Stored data
—————

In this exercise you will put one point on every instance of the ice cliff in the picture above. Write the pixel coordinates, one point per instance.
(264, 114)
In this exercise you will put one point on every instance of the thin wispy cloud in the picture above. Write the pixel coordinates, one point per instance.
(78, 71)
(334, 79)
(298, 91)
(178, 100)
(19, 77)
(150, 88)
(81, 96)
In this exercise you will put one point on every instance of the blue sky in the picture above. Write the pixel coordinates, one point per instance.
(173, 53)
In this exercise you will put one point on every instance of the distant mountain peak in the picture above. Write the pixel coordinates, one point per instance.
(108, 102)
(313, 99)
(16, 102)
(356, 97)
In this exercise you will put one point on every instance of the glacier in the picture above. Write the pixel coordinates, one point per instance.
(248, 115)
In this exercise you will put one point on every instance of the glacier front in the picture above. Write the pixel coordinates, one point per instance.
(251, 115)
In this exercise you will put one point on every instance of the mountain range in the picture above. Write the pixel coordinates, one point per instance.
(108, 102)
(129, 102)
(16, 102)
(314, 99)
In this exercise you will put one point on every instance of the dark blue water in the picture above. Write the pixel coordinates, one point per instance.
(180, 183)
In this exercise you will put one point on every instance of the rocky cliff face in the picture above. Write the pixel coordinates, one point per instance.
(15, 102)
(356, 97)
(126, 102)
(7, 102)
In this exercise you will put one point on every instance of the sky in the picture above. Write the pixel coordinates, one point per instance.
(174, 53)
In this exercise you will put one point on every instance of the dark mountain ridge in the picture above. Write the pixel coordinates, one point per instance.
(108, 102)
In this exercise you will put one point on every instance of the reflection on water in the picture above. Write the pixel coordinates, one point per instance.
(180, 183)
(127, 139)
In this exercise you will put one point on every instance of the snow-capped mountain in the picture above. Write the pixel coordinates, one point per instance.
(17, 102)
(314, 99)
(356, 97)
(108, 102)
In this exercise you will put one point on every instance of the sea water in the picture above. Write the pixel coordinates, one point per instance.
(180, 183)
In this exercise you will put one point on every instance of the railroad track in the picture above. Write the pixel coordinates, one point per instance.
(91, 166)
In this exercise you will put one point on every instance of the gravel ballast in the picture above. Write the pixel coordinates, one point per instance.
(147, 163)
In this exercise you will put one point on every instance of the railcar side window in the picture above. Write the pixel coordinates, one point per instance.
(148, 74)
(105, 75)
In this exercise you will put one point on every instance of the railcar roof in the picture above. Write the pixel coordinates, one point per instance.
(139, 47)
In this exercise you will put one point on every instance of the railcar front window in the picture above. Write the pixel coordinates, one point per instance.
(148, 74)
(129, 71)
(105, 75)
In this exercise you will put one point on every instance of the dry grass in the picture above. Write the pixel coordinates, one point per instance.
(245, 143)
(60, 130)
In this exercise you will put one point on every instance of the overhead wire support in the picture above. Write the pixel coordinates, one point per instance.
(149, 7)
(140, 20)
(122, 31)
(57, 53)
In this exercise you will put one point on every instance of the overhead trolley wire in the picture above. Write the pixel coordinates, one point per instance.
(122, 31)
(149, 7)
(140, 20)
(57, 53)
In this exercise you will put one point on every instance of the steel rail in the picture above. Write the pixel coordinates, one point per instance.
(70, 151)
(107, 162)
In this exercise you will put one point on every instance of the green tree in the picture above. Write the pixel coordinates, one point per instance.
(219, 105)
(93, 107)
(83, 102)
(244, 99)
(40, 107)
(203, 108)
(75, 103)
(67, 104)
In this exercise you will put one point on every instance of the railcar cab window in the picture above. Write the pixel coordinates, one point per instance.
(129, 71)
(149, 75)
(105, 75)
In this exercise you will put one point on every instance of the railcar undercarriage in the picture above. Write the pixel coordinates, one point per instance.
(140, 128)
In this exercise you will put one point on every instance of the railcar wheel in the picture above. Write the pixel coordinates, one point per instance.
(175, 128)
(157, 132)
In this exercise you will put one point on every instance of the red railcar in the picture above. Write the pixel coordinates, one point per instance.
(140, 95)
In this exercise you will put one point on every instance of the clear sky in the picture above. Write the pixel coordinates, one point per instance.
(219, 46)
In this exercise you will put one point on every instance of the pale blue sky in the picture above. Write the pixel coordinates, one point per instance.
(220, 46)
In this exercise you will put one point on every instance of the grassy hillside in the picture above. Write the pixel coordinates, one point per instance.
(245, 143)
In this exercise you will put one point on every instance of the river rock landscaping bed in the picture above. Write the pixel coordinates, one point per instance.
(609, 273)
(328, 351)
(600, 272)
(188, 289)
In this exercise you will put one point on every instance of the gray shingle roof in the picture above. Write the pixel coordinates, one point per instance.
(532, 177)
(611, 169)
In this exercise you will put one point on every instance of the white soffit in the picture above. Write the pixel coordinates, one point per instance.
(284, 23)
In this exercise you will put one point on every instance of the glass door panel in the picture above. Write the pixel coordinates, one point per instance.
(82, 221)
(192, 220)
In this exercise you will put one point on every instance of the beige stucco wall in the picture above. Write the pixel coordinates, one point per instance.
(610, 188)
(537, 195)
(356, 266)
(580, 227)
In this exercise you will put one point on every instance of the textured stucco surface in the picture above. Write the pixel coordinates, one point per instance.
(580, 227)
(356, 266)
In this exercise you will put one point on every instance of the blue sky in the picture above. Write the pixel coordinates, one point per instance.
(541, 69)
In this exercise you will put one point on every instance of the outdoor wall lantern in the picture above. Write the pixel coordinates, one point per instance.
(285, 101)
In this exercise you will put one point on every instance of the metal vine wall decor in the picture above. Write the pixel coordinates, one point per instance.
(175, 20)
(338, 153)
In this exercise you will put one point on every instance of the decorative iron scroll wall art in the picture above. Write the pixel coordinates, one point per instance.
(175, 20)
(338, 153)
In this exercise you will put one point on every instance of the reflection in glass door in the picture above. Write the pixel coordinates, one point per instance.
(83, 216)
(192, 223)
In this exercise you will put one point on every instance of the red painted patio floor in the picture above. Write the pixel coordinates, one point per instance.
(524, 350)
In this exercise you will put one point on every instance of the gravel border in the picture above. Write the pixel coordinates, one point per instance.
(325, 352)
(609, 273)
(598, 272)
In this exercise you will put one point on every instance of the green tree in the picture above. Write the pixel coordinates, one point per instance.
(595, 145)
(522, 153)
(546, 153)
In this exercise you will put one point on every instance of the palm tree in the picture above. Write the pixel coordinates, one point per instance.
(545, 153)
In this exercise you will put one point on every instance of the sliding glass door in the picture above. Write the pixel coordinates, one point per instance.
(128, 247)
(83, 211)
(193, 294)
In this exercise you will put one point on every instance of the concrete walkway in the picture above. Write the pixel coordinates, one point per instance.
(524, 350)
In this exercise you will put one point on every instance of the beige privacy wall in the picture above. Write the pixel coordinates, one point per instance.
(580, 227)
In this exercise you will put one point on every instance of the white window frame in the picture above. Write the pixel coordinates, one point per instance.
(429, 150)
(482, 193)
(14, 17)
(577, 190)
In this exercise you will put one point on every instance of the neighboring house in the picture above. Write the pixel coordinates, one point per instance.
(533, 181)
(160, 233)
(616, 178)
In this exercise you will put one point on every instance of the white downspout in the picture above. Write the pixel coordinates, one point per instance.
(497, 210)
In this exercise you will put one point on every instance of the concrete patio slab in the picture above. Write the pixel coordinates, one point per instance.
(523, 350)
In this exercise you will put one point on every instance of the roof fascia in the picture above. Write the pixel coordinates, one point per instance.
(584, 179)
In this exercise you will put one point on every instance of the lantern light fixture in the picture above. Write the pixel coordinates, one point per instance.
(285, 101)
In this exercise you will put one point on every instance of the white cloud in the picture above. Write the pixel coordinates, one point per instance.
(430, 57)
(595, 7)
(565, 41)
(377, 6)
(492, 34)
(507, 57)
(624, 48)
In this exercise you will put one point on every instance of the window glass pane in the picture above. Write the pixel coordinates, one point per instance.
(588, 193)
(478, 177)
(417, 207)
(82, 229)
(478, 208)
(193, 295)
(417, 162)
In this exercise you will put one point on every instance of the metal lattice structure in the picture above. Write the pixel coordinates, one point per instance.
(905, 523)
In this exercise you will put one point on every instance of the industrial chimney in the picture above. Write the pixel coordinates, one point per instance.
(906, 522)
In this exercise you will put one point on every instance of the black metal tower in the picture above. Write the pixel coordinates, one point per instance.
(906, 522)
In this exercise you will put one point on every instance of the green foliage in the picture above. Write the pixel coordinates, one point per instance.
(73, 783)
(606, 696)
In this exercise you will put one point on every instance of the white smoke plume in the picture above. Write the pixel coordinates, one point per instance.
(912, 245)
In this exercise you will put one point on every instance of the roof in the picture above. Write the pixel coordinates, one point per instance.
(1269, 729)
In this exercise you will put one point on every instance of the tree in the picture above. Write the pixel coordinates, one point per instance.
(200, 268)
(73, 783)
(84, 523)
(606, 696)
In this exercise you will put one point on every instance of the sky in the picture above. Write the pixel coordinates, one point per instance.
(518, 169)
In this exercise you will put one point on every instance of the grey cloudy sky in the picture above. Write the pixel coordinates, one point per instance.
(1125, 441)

—————

The expected response consists solely of the lines from the one with "of the grey" through the end of the records, repeated exactly.

- _Answer space_:
In this exercise you will put one point on every instance of the grey cloudy sky in the picture above. Write the pixel coordinates, one point per instance.
(1125, 441)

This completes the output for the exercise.